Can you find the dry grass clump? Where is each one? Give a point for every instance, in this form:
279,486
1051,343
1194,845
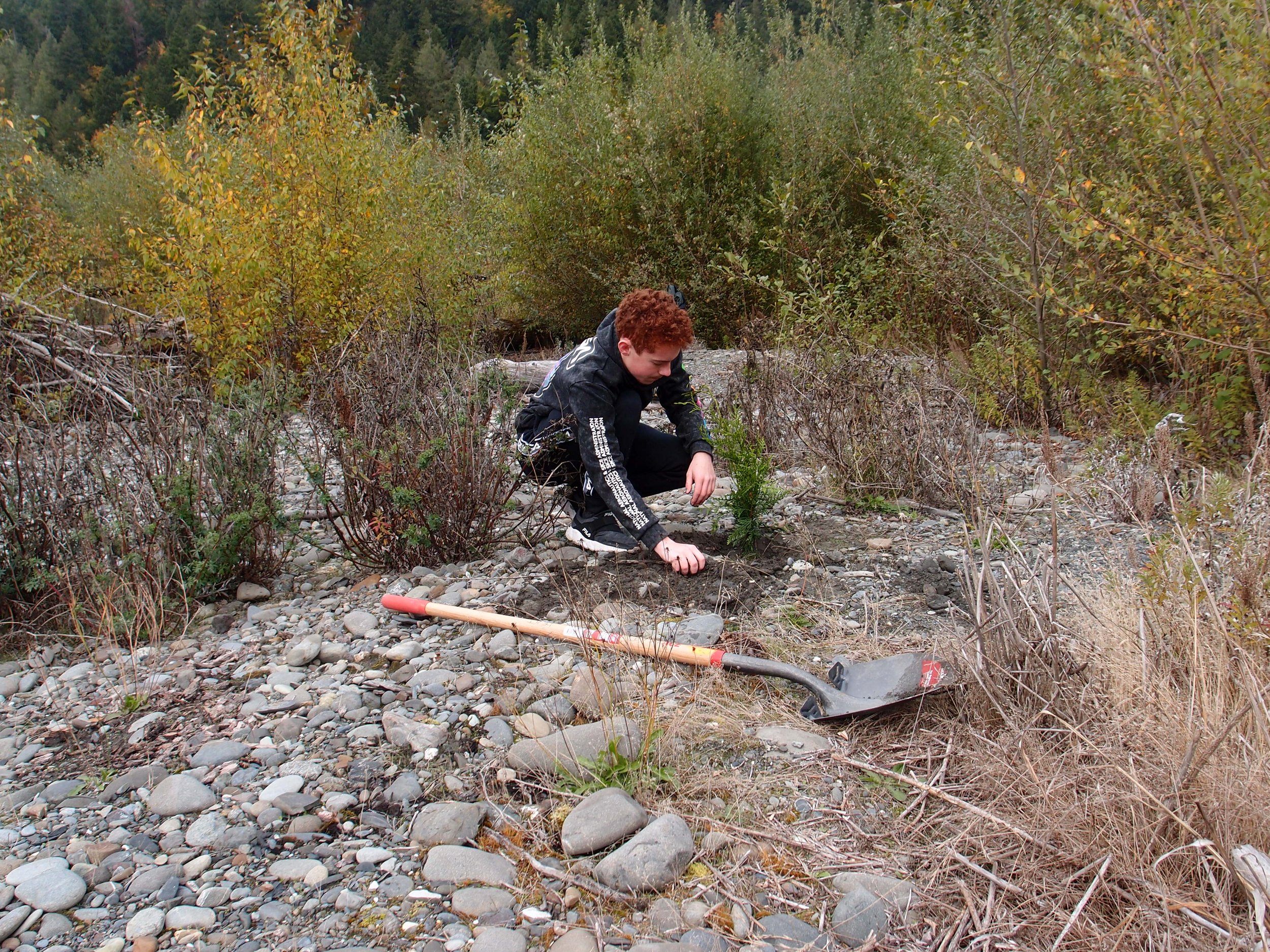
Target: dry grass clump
1119,747
422,450
130,481
1086,787
885,424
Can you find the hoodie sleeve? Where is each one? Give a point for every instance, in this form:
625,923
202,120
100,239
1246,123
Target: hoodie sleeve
680,402
597,443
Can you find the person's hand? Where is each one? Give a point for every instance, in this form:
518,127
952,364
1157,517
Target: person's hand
700,480
685,559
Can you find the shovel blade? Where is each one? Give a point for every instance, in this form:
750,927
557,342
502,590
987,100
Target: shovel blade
870,686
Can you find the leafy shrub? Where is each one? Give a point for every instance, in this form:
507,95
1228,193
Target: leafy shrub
422,448
751,468
636,169
298,206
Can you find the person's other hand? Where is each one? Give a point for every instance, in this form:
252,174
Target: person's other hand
700,480
685,559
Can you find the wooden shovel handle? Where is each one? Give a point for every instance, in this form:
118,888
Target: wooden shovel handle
647,648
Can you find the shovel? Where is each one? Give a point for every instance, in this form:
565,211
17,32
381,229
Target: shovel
852,688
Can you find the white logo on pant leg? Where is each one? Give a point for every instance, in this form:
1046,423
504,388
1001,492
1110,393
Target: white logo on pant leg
611,476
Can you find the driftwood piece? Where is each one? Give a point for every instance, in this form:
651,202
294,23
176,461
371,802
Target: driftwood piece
529,374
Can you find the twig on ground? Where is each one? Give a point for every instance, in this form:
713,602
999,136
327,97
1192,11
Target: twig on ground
1080,907
986,874
941,795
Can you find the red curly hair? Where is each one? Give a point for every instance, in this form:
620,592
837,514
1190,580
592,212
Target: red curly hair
651,319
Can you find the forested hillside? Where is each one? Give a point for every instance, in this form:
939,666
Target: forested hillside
78,62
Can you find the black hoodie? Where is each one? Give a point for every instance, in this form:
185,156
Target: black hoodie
582,390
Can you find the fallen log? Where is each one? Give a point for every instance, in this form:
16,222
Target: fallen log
529,374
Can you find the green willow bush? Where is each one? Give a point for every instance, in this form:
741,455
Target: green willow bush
637,166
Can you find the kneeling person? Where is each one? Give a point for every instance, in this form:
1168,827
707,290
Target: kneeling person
583,430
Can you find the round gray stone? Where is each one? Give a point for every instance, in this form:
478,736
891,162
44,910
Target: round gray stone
446,823
215,753
475,902
189,918
357,623
206,831
859,915
460,865
499,941
179,794
600,820
52,892
37,867
148,922
789,935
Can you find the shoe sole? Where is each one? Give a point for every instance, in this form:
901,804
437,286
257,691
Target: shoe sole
590,544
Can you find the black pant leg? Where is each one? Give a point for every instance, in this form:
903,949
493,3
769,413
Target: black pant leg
657,461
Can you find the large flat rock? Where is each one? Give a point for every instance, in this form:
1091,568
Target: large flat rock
460,865
600,820
654,859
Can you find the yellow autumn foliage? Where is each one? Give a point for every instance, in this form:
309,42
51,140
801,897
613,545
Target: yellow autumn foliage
298,206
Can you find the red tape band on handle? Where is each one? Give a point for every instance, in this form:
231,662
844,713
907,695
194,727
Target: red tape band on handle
409,606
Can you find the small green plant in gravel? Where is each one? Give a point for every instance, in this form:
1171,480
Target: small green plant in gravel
751,468
613,768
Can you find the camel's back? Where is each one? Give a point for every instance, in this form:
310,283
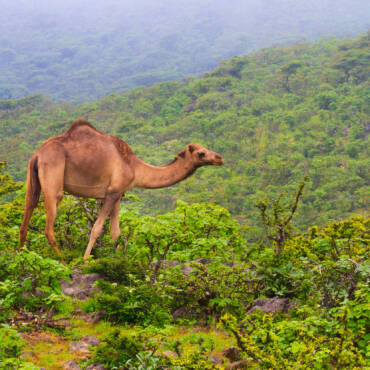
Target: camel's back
92,156
84,139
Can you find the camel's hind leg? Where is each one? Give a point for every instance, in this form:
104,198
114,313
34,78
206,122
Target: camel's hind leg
114,220
32,197
51,176
110,201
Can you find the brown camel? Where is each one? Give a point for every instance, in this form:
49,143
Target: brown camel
88,163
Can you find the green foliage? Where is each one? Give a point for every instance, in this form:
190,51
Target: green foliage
143,287
275,137
30,281
328,266
11,345
78,64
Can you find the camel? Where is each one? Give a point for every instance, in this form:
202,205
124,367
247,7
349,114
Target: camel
88,163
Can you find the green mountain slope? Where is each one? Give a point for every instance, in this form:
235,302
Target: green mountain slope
78,50
275,116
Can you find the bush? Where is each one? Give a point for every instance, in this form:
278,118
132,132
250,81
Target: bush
31,282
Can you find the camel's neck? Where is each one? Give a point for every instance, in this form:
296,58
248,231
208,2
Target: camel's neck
152,177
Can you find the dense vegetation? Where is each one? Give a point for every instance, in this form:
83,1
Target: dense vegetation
284,219
275,116
193,266
77,51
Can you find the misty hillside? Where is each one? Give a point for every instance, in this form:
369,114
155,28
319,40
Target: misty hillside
81,50
288,112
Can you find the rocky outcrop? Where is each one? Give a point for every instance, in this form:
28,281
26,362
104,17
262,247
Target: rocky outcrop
80,286
272,305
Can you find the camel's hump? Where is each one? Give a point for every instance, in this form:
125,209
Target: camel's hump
79,123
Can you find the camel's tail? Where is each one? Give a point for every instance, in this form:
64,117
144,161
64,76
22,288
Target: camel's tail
33,189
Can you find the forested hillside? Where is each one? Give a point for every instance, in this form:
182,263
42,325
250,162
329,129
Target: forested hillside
200,287
79,51
275,116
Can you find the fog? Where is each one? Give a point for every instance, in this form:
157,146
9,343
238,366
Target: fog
44,43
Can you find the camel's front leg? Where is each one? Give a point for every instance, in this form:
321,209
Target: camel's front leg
114,221
110,201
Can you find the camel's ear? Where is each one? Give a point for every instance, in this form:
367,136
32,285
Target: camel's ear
191,148
181,154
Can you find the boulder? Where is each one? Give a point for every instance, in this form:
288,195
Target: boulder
71,365
272,305
80,286
232,354
79,347
95,367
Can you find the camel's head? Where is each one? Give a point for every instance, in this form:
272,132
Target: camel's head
203,157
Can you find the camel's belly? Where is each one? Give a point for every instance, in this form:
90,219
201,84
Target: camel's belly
85,191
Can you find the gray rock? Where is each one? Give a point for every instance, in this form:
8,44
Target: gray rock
79,347
272,305
232,354
91,340
186,270
215,360
95,367
71,365
242,364
80,286
169,354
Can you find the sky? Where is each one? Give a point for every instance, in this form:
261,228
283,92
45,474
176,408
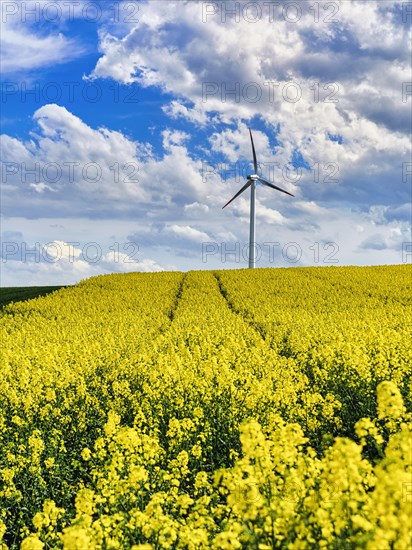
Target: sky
124,130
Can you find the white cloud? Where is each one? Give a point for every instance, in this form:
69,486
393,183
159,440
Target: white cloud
188,233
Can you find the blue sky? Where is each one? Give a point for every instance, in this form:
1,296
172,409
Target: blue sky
124,131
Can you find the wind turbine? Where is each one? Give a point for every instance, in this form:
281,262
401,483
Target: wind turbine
251,182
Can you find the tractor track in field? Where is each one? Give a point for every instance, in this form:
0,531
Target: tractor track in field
233,308
178,295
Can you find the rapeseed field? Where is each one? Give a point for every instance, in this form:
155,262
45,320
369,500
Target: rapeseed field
249,409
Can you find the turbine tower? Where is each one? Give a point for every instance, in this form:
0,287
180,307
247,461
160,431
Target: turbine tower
251,182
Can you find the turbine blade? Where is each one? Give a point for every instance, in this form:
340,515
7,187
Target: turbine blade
239,192
254,152
274,186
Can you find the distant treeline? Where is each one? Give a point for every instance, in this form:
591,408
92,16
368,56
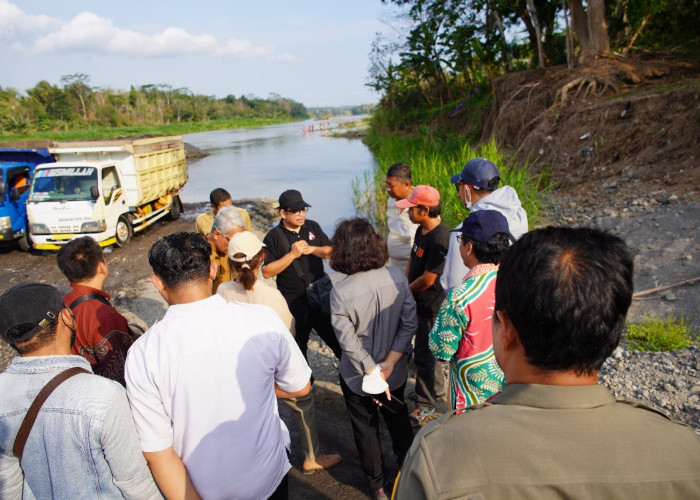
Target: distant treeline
320,112
75,105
============================================================
REQUIRED WORK :: Reproduce every record verbatim, please. Omit the images.

TASK SOLUTION ::
Can you find the dry grass clump? Where is each one? Give a point for every instance, in this form:
279,486
1051,343
1194,845
Target: dry grass clump
1119,747
422,450
130,481
1086,787
885,424
Can you find the hoodie sleeve? Where is each one? Give a point for every instance, in this form:
625,923
202,120
100,239
1246,123
Target: hoodie sleeve
680,402
597,443
Can you find the person's hand? Where is each one? Give a point for every instance, in this form:
518,127
952,364
1157,517
Target: person's hand
700,480
685,559
Can you find the shovel blade? Where is each one? Give a point for every instance, in this form:
750,927
557,342
502,590
987,100
Target: shovel blade
870,686
Can you find the leafy shrub? Where is each one? Give a point for every instance, in this form:
507,95
1228,193
Target: leafy shrub
422,448
751,468
636,169
298,206
Can you find the person's other hand? Where is each one? Give a point for every instance, in this form:
252,174
Target: person's other hand
700,480
685,559
Can you find the wooden shovel handle? Where is each one? Give a point for every instance, in this form:
118,888
Target: wooden shovel handle
647,648
Can you find the shovel? Where is each one? Give a point for every instance, in this form:
565,211
17,32
381,229
Target: shovel
852,688
Can you find the white logo on pant leg? Where is each one? Give a point for every instance, in this form:
1046,423
504,388
1001,492
1110,393
Target: white logo on pant leg
611,476
Can you find the driftwood piece? Where is each one? Give a point for every instance, in this form:
651,202
294,23
176,461
371,802
Target: driftwood piece
529,374
Can you find the twig on ground? Where is each one? Give a point for every instance, in this form:
713,602
999,136
327,97
1192,11
Target: twig on ground
1080,907
986,874
941,795
Can you find the red curly hair? Where is each one? Give a point for every instance, in this form:
620,592
837,514
1190,580
592,212
Target: red curly hair
651,319
Can you find the forested hillside? Where is each one? Give a point for every instance, in this form:
939,666
Target: forested hillside
78,62
Can you find the black hoodie? Where is each one? Give a point for every instance, in this form:
185,156
Target: black hoodie
582,390
Can you find the fallen log? Where is each one? Give a point for every instance, in this form:
16,222
Target: fallen log
529,374
Can you find the green willow bush? Where is each one? Give a point for every instance, in this form:
741,455
Target: green willow bush
637,166
Can you find the kneeling person? Where is each one? Give a point for every instance, in this form:
1168,827
707,290
Target: kneeling person
583,430
Can you find the round gray stone? Where is each one? Give a point for every instance, in this form:
478,736
891,162
44,910
Target: round gray stone
446,823
215,753
475,902
189,918
357,623
206,831
859,915
460,865
499,941
179,794
600,820
52,892
37,867
148,922
789,935
Can you find the shoe sole? Where is each one? Give a point for every instance, in this form:
901,804
437,286
257,691
Target: shoe sole
590,544
Can you find the black pant leg? Where is each one? Give a point for every instance, in this form:
903,949
493,3
769,413
Target: black pant leg
657,461
Can you find the large flat rock? Where is each one? Give a point for every instance, in this form:
1091,568
Target: large flat rock
460,865
600,820
654,859
Can you find the yellow autumn foliage? Where is each one? Give a point for every instance, in this form:
309,42
51,140
801,897
613,545
Target: yellow autumn foliage
298,206
Can you find the red tape band on handle? Where is each one? Give a point for every instance, in this form:
231,662
844,713
907,695
194,727
Target: red tape band on handle
409,606
Can you find the small green plant in gravel? Where is each one? Give a point for every instance, in this form:
1171,480
Target: small green plant in gravel
751,468
613,768
Can you find the camel's back? Where is each one? Give a point for every instance, in this form:
310,283
Target: camel's back
92,156
84,139
Can you find the camel's hind leg? Where is each one? Give a point for every instance, in this form:
104,198
114,313
34,78
206,122
Target: camel's hind leg
114,220
32,197
51,176
110,201
Can you find the brown camel? Where is each one? Give a point for every instance, in this form:
49,143
Target: brown camel
88,163
Can you find the green foliage? Where is each one? Give a point for every instance, in this form:
190,51
Target: green foliage
143,287
275,137
30,281
328,266
11,345
78,64
Can you find the camel? Where is each one? Give a point for every instance, in this form:
202,205
124,367
247,7
349,114
Target: camel
88,163
Can you find the green mountain slope? Where is each one? Give a point for every instance, in this form:
235,302
Target: green mountain slope
78,50
275,116
Can you find the bush? Where is each one? Give a point for every instance, in this form:
278,118
132,132
250,81
Target: bush
31,282
Can you find the camel's neck? Where is each one? Give a point for every instance, in this form:
296,58
248,231
208,2
Target: camel's neck
152,177
Can you find the dense vegetation? Where is each one? Give a point for every instance, in this form:
83,1
Target: dense vegetation
284,219
275,116
193,266
77,51
Can you find the misty hillside? Where is each one? Give a point for every instance, in this form:
369,114
155,28
319,40
Target: misty hillside
81,50
288,112
Can you find the rocky outcrop? Where is each one? Give a point for every instance, in this form:
28,281
26,362
104,17
262,247
Target: rocky outcrop
80,286
272,305
Can you find the camel's hump? Where is each one? Give a point for every instance, in this form:
125,209
Target: camel's hump
79,123
Can you find the camel's tail? Where is each one? Give a point for every instance, in this form:
64,117
144,161
64,76
22,288
Target: camel's tail
33,189
Can you find the forested hillside? Where is each one? Give a point for every instance, in this form:
182,263
42,325
250,162
329,129
Target: forested hillside
200,287
79,51
275,116
Can you find the fog? Where is each one? Give a point for every instance, in this form:
157,146
9,343
238,366
Target: fog
44,43
Can you find the camel's front leg? Where is each one? Give a point for every instance, in this form:
321,209
Target: camel's front leg
114,221
110,201
Can you find the camel's ear? Where is each one? Give a point for every instance, in this form:
367,136
32,285
Target: camel's ear
191,148
181,154
Can you find the boulder? Where is each one? Give a point for every instance, in this form:
288,195
Target: boulder
71,365
272,305
80,286
232,354
79,347
95,367
Can you find the camel's head? Where is each one? Give a point for every instance, in this form:
272,132
Target: camel's head
203,157
Can you find the camel's belly? Where is each one? Give a point for every instance, in this form:
90,219
201,84
Target: camel's belly
85,191
Can you find the gray rock? Where is each one? Give a point for every instance, in this form:
8,44
Target: gray rock
79,347
272,305
232,354
91,340
186,270
215,360
95,367
71,365
242,364
80,286
169,354
Can you find the sky? Where is each one? Give a point for every instance, in this form:
261,228
283,92
45,474
176,408
Target: sky
124,130
Can you find the white cloud? Where is each one? Give a point for every instance, in this form:
69,486
393,183
159,440
Target: white cloud
188,233
Can you find the blue sky? Where is each one? Give a point for every instance, in this form:
1,296
172,409
Target: blue sky
124,131
Can you find the wind turbine? Where is each one? Give a point for every instance, in this form:
281,262
401,483
Target: wind turbine
251,182
Can you find the tractor track in field? Where is each one? Give a point for every instance, in this form:
0,531
Target: tractor track in field
233,308
178,295
Can you find the rapeseed field? Where is each one? Give a point for every instance, in this form:
155,262
45,320
369,500
Target: rapeseed field
249,409
Can you find the turbine tower? Where is each one? Give a point for every instance, in this form:
0,287
180,307
247,461
160,431
Target: turbine tower
251,182
Can you find the turbine blade? Where is each one? Give a point for every instance, in this form:
340,515
7,187
Target: turbine blade
239,192
254,152
274,186
Can you find the distant treeline? Where is each one? Give a point for every instance, in this form:
591,408
92,16
368,56
Target: distant treeline
320,112
75,105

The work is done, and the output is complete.